[[ TASK MATERIAL open ]]
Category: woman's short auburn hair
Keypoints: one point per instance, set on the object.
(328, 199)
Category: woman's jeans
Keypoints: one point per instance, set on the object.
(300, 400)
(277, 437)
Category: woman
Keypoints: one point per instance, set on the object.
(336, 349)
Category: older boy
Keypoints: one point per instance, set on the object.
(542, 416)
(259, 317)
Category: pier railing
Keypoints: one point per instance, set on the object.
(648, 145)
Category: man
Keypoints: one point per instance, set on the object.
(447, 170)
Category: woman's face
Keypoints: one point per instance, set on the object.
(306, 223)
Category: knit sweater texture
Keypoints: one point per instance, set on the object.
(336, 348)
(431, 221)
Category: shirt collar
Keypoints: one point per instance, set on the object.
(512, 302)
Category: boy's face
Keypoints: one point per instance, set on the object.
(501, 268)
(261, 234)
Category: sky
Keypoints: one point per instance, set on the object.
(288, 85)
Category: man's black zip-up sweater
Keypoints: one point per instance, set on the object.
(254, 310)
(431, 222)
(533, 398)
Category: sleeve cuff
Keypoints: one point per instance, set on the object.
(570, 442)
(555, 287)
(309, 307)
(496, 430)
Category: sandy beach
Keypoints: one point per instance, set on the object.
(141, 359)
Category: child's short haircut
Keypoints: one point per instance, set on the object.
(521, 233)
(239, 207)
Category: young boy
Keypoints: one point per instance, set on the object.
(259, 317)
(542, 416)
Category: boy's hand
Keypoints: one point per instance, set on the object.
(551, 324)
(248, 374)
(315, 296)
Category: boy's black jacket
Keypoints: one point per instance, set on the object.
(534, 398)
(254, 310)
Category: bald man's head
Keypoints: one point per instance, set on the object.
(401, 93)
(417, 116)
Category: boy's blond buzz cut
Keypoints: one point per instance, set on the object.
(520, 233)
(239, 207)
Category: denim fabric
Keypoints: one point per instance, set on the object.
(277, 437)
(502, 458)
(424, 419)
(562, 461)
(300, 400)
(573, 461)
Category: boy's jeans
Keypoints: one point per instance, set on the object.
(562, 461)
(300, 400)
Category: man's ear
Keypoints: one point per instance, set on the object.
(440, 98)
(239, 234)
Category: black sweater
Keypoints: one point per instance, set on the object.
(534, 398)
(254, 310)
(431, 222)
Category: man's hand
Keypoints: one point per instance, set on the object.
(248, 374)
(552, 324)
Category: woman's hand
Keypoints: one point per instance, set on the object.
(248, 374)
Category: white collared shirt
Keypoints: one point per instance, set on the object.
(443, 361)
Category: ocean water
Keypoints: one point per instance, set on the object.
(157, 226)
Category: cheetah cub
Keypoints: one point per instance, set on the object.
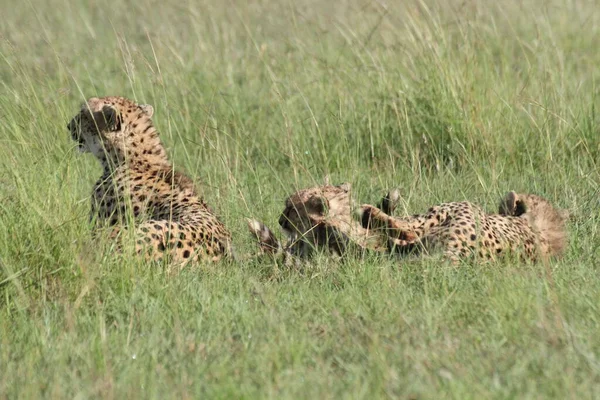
(525, 223)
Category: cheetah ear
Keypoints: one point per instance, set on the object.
(512, 205)
(318, 204)
(565, 214)
(345, 186)
(147, 109)
(110, 118)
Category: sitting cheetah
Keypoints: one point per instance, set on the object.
(138, 180)
(525, 222)
(319, 217)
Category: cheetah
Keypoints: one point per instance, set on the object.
(170, 219)
(319, 217)
(525, 222)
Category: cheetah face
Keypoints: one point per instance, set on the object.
(102, 125)
(307, 210)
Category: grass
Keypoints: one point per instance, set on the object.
(446, 100)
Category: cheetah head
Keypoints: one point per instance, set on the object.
(113, 127)
(546, 219)
(309, 208)
(318, 216)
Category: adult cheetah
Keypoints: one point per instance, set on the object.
(169, 217)
(525, 222)
(319, 217)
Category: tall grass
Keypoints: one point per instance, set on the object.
(448, 100)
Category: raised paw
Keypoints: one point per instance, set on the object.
(267, 241)
(390, 201)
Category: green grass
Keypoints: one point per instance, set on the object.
(446, 100)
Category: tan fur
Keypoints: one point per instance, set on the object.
(318, 217)
(526, 223)
(138, 180)
(547, 221)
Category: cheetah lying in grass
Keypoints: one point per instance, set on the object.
(171, 219)
(319, 217)
(525, 223)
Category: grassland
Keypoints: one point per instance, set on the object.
(448, 100)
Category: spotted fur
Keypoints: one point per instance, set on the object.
(319, 217)
(170, 219)
(525, 223)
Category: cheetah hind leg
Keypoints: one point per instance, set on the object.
[[ TASK MATERIAL closed ]]
» WORK TASK
In the material above, find the line with "Category: spotted fur"; then retype it and every line after it through the last, exactly as written.

» WRITTEN RESPONSE
Category: spotted fur
Keypoints: one point per instance, set on the object.
(319, 217)
(170, 219)
(525, 223)
Category: cheetah hind leg
Keypoints: one point per instance, set on the object.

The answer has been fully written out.